* **Tugas 1**: Ketik ulang bagian kutipan teks dari "Otonomi daerah juga" sampai dengan "di pihak lain.".

* **Kutipan Teks**:
***

Pembangunan Berbasis Masyarakat Desa
Otonomi daerah adalah salah satu produk terpenting reformasi politik yang berlangsung di Indonesia sejak tahun 1998 yang bermuatan demokratisasi. Tujuan otonomi daerah adalah untuk meningkatkan kualitas keadilan, demokrasi, dan kesejahteraan bagi seluruh unsur bangsa yang beragam dalam bingkai negara kesatuan Republik Indonesia (NKRI). Sedangkan tujuan khusus dari kebijakan otonomi daerah adalah meningkatkan keterlibatan serta partisipasi masyarakat dalam proses pembuatan keputusan maupun implementasinya sehingga terwujud pemerintahan lokal yang bersih, efisien, transparan, responsif, dan akuntabel.
Otonomi daerah juga memberikan pendidikan politik pada masyarakat akan urgensi keterlibatan mereka dalam proses pemerintahan lokal yang kontributif terhadap tegaknya pemerintahan nasional yang kokoh dan legitimate. Di samping itu, otonomi memberikan kesempatan bagi masyarakat untuk memilih para pemimpin mereka secara demokratis. Bahkan, otonomi membangun kesalingpercayaan antara masyarakat di satu pihak dan antara masyarakat dengan pemerintah di pihak lain.

***

* **Data yang Diberikan**:
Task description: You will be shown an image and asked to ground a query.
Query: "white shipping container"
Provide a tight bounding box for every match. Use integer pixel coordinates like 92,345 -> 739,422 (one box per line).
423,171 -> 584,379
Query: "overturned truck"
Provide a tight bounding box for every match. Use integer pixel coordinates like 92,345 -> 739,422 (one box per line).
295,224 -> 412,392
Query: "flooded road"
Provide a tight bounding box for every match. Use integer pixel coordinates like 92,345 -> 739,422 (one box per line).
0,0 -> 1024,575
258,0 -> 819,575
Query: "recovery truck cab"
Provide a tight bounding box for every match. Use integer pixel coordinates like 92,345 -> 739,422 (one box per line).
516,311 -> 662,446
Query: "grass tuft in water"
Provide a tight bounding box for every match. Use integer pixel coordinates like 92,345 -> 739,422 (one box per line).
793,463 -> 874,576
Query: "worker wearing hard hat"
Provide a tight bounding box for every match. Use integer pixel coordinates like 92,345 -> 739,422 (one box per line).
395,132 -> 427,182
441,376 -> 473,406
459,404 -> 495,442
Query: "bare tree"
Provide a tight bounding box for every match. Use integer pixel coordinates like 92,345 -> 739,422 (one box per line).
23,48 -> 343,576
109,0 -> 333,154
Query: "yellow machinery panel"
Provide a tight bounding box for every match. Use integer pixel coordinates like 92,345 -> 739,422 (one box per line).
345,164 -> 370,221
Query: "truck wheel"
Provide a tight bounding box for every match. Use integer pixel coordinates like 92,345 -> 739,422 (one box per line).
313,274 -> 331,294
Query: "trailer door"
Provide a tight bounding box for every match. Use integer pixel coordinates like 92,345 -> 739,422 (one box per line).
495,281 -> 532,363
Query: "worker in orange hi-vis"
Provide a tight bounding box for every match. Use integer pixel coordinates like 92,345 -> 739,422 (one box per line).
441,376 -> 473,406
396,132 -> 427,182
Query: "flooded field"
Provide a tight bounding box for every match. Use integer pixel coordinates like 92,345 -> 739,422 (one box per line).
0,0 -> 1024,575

***

* **Tugas 2**: Sunting semua entri di atas dengan mengganti kata "tight" menjadi "precise", dan biarkan bagian lainnya tetap sama.

* **Jawaban 1**:
Otonomi daerah juga memberikan pendidikan politik pada masyarakat akan urgensi keterlibatan mereka dalam proses pemerintahan lokal yang kontributif terhadap tegaknya pemerintahan nasional yang kokoh dan legitimate. Di samping itu, otonomi memberikan kesempatan bagi masyarakat untuk memilih para pemimpin mereka secara demokratis. Bahkan, otonomi membangun kesalingpercayaan antara masyarakat di satu pihak dan antara masyarakat dengan pemerintah di pihak lain.

* **Jawaban 2**:
Task description: You will be shown an image and asked to ground a query.
Query: "white shipping container"
Provide a precise bounding box for every match. Use integer pixel coordinates like 92,345 -> 739,422 (one box per line).
423,171 -> 584,379
Query: "overturned truck"
Provide a precise bounding box for every match. Use integer pixel coordinates like 92,345 -> 739,422 (one box per line).
295,224 -> 412,392
Query: "flooded road"
Provide a precise bounding box for every match. Use integer pixel coordinates like 92,345 -> 739,422 (one box per line).
0,0 -> 1024,575
258,0 -> 819,575
Query: "recovery truck cab"
Provide a precise bounding box for every match. Use integer pixel coordinates like 92,345 -> 739,422 (one box per line).
516,311 -> 662,446
Query: "grass tuft in water"
Provide a precise bounding box for every match. Use integer pixel coordinates like 92,345 -> 739,422 (one box per line).
793,463 -> 874,576
Query: "worker wearing hard hat"
Provide a precise bounding box for every match. Use integer pixel coordinates like 92,345 -> 739,422 (one box per line).
395,132 -> 427,182
441,376 -> 473,406
459,404 -> 495,442
Query: "bare tree"
Provide a precise bounding box for every match. Use integer pixel coordinates like 92,345 -> 739,422 (one box per line).
23,48 -> 343,576
109,0 -> 333,154
Query: "yellow machinery panel"
Provide a precise bounding box for every match. Use integer pixel coordinates like 92,345 -> 739,422 (one box per line).
345,164 -> 370,221
Query: "truck wheel"
Provide a precise bounding box for every match. Use integer pixel coordinates like 92,345 -> 739,422 (one box per line).
313,274 -> 331,294
Query: "trailer door"
Provide a precise bounding box for every match. Use integer pixel coordinates like 92,345 -> 739,422 (one box per line).
495,281 -> 532,363
Query: "worker in orange hi-vis"
Provide a precise bounding box for every match. Use integer pixel coordinates like 92,345 -> 739,422 (one box per line).
441,376 -> 473,406
396,132 -> 427,182
Query: "flooded field"
Provide a precise bounding box for every match. Use integer pixel coordinates like 92,345 -> 739,422 (one box per line).
0,0 -> 1024,575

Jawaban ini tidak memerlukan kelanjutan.